### [Required action]
Produce an exact copy of all the data below, dropping every image.

### [Stored data entries]
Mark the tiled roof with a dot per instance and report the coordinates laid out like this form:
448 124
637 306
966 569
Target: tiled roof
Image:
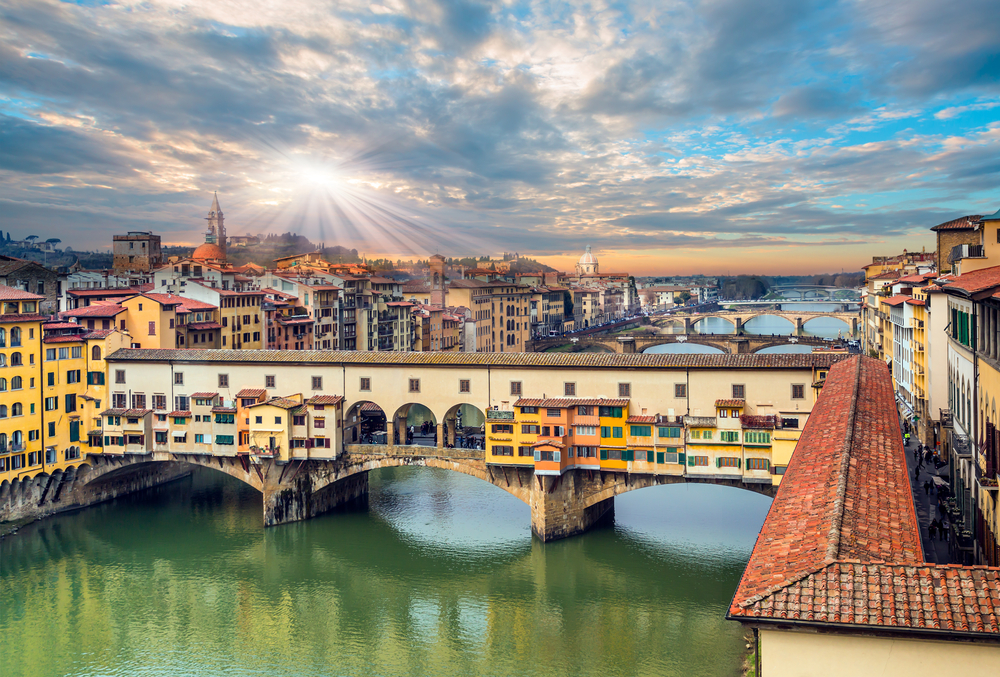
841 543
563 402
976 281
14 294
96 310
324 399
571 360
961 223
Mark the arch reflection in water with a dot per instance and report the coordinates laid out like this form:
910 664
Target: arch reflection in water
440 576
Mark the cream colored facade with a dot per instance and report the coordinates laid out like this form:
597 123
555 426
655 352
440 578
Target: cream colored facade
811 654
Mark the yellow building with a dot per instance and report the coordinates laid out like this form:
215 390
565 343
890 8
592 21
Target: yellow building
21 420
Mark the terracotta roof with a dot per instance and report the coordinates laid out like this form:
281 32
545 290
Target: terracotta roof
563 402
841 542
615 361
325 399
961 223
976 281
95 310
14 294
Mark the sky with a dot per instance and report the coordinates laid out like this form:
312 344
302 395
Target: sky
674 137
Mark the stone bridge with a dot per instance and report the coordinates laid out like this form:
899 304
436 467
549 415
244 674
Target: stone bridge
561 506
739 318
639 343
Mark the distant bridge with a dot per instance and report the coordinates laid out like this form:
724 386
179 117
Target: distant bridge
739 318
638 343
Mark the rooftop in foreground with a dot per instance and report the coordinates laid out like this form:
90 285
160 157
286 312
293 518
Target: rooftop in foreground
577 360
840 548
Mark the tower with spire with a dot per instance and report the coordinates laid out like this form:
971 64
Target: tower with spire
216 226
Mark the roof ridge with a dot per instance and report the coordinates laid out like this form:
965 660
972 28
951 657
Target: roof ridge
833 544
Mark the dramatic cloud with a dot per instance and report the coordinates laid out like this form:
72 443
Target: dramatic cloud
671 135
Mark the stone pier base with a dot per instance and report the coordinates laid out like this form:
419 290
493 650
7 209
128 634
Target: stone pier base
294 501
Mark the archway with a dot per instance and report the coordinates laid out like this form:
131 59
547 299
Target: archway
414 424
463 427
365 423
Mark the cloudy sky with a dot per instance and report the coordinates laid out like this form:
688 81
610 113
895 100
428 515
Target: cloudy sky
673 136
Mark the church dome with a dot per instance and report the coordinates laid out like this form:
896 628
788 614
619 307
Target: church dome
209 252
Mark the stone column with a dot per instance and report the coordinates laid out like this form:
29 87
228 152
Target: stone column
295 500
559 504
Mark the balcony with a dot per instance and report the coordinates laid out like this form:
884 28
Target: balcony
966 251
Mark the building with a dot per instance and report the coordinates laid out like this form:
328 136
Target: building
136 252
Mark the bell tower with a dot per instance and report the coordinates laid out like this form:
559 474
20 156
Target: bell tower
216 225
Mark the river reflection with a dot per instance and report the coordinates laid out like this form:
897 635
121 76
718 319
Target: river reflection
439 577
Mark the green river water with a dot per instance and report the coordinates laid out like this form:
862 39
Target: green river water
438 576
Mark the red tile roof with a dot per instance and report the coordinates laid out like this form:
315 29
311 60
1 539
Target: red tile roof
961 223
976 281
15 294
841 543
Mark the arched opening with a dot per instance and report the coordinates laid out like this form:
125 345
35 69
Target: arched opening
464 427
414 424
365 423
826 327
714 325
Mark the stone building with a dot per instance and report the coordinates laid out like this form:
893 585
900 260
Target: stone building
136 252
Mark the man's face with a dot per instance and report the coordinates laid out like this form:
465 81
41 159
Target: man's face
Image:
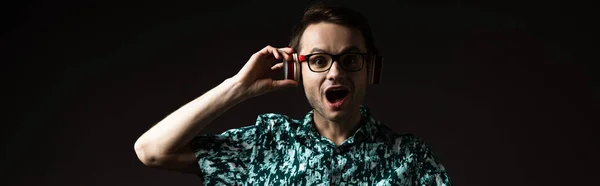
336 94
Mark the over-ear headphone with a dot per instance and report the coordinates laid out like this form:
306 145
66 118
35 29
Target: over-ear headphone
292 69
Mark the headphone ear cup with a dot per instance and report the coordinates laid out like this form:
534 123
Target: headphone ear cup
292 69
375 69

### [Answer for this exercise]
Mark the tiled roof with a dot per instance and report the coordinates laid out like this form:
448 124
637 306
966 569
Target: tiled roof
Image:
841 543
563 402
976 281
14 294
96 310
324 399
571 360
961 223
Mark the arch reflection in water with a dot per instance and report the coordinates laid out like this form:
910 664
Target: arch reflection in water
440 576
Mark the cream colored facade with a dot per instance and report the coordinates laid out like this form:
597 123
555 426
655 352
440 578
Target: cream colored facade
811 654
Mark the yellow building with a dot per instance and report the coordinates laid out like this form:
215 390
565 343
890 8
592 21
Target: yellow building
21 420
Mark the terracotta roof with a dot per instance and report the coordinates laid out like this form:
281 32
545 290
Target: terracotta roof
563 402
841 542
615 361
325 399
961 223
976 281
95 310
14 294
Mark the sky with a dot per instance and report the coordinates laid out like this form:
312 344
302 395
Target: sky
674 137
Mark the stone bridge with a dot per instance and report the coordinates laid out like this form:
899 304
436 467
549 415
244 674
Target: stone bridge
561 506
739 318
639 343
Mark the distant bridge with a dot per instance and report the coordinates laid out like this form:
724 386
179 117
Target: distant bridge
739 318
638 343
Mark the rooftop in foreground with a dot per instance and report the coordinates laid out like this form:
90 285
160 157
286 312
293 518
Target: rooftop in foreground
577 360
840 548
Mark the tower with spire with a dot per instance and report the coordinates laid out like this form:
971 64
Target: tower with spire
216 226
Mark the roof ridge with a dot per instance and report the coordinates laid out like this form:
965 660
972 28
951 657
Target: roof ridge
833 544
Mark the dramatic cloud with a dot per instance and report the coordinates laid out like this form:
72 443
Target: dramatic cloud
671 135
Mark the stone pier base with a dot per instance and report the coordinates laid out like this form:
419 290
493 650
7 209
128 634
Target: stone pier base
294 501
Mark the archway with a dot per instance and report the coordinates laid out like this form:
131 59
547 299
Target: archway
414 424
463 427
365 423
Mark the cloudy sky with a dot per instance and report the coordinates laid out like this form:
688 81
610 113
895 100
428 515
Target: cloudy sky
673 136
Mark the church dome with a dot per instance and report the coordinates laid out like this form:
896 628
788 614
619 307
Target: church dome
209 252
Mark the stone column with a dot per instance and report the coordinates laid out like this form:
29 87
228 152
Target: stone column
295 500
559 504
Mark the balcony with a dot per instance and report the coordinates laid out like this form:
884 28
Target: balcony
966 251
Mark the building with a dot per instance and report the coordinates laid out like this form:
328 136
Target: building
136 252
Mark the bell tower with a dot per instance and report the coordinates laid out like this form:
559 474
20 156
Target: bell tower
216 225
Mark the river reflection with a dot per instance and report the coordinates laid out like this form:
897 635
121 76
718 319
Target: river reflection
439 577
Mark the green river water with a dot per instance and report the coordinates laid out like this form:
862 39
Target: green river water
438 576
Mark the red tile roof with a dot per instance and report the coordinates laid out like this form:
315 29
311 60
1 539
Target: red tile roof
961 223
976 281
15 294
841 543
Mark the arched opening with a dot per instance and report the coordinates laid out like this form:
125 345
35 69
Target: arched opening
464 427
414 424
365 423
826 327
714 325
Mark the stone building with a dot per instance and report the coordinates laid out like this form:
893 585
900 260
Target: stone building
136 252
Mark the man's face with a dot per instance and report the coordinates laid out like this form:
465 81
41 159
Target: man's face
Image:
336 94
Mark the over-ear headphone with a dot per instance and report the coordinates laid out like this form:
306 145
66 118
35 29
Target: over-ear headphone
292 69
Mark the headphone ear cup with a dot per instance and report the coordinates laid out like this form:
534 123
Target: headphone ear cup
292 69
375 69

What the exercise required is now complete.